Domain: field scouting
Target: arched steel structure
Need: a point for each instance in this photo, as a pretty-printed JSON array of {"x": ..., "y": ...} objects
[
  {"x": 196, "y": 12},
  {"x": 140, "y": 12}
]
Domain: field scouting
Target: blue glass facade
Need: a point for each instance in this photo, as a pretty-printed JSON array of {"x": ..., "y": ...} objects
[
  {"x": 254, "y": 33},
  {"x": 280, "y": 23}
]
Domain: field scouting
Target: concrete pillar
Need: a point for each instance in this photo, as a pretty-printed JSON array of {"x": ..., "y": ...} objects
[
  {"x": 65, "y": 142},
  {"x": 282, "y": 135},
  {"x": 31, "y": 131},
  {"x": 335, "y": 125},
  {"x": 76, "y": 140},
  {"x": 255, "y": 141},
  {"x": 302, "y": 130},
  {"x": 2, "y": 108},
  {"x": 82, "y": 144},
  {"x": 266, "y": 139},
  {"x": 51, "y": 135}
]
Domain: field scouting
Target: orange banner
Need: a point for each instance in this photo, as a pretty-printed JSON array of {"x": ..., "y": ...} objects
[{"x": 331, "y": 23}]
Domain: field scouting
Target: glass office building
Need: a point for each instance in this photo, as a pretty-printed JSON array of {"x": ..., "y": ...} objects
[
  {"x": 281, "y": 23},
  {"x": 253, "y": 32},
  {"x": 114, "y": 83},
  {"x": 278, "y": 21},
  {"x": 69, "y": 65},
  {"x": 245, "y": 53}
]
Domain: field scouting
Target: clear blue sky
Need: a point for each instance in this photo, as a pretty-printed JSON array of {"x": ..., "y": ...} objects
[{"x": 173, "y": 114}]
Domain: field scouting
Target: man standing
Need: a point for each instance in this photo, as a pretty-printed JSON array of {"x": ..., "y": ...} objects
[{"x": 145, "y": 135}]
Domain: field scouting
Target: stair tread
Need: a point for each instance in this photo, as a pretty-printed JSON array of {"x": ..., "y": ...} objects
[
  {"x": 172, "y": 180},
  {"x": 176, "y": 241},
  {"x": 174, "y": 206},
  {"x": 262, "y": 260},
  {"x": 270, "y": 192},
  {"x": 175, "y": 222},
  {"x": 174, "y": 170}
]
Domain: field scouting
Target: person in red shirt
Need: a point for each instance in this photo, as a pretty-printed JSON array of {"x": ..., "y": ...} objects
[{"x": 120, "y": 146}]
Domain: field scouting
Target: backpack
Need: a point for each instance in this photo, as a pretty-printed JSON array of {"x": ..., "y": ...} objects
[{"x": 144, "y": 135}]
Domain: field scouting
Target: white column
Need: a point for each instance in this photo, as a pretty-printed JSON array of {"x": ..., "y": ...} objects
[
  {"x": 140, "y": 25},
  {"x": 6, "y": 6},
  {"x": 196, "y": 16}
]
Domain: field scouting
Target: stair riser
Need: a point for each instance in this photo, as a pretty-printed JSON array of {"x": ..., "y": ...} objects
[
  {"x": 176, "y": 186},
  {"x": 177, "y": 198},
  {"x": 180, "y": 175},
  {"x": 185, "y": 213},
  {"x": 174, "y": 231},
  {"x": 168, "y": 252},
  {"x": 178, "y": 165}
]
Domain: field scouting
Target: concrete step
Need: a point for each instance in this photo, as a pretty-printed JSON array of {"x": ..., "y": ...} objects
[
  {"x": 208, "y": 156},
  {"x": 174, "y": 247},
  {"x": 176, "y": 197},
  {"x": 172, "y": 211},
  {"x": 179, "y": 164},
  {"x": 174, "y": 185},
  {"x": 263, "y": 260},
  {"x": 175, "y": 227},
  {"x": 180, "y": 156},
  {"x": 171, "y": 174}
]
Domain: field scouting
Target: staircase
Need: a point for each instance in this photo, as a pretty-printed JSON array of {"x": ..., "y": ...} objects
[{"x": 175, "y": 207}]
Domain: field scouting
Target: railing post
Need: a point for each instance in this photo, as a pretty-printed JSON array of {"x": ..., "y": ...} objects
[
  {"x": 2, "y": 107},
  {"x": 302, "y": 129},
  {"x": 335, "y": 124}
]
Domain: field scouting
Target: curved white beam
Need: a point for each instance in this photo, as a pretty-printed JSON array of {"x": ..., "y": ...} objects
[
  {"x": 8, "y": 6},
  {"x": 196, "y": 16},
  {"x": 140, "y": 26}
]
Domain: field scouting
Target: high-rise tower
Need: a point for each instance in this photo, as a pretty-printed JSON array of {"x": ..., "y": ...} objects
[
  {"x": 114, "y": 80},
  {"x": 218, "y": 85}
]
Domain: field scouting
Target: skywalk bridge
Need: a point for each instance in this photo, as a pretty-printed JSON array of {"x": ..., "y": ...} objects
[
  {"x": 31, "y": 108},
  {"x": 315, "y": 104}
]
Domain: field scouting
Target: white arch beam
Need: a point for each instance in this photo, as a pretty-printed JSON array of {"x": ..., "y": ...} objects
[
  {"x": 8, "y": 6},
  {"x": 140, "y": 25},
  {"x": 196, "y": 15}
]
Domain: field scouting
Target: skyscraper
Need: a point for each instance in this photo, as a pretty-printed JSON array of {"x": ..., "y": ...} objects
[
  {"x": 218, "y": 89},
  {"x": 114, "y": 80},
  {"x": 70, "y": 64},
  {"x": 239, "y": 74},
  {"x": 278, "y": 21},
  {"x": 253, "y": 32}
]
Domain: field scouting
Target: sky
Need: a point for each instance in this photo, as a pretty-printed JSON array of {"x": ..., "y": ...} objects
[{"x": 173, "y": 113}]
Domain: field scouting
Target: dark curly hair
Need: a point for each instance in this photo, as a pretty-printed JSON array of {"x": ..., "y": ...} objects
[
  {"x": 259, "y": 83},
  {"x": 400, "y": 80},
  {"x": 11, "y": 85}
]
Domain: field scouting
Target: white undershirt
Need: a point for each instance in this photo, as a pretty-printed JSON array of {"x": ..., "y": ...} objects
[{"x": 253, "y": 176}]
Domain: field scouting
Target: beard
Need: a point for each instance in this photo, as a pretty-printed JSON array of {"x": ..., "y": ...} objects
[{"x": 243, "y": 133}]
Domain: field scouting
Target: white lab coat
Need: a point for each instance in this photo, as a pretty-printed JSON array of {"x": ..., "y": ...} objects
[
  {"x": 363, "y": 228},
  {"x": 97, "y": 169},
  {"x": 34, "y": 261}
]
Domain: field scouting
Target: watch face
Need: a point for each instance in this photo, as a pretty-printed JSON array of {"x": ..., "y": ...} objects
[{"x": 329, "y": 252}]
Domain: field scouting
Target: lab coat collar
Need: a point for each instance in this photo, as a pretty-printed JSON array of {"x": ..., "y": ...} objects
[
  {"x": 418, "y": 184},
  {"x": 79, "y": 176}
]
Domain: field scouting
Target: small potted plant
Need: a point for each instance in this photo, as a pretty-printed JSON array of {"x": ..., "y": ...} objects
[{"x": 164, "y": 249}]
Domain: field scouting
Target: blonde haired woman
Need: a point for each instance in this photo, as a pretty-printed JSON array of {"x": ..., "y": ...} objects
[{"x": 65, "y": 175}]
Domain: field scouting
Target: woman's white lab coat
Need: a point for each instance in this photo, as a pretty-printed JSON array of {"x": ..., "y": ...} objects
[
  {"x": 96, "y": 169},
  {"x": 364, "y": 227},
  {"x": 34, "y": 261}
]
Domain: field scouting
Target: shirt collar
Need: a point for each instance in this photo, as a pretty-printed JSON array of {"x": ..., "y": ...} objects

■ EXERCISE OBJECTIVE
Copy every line of the entries above that contains the string "woman", matching case exactly.

■ TASK RESULT
Target: blonde haired woman
Target: woman's white lab coat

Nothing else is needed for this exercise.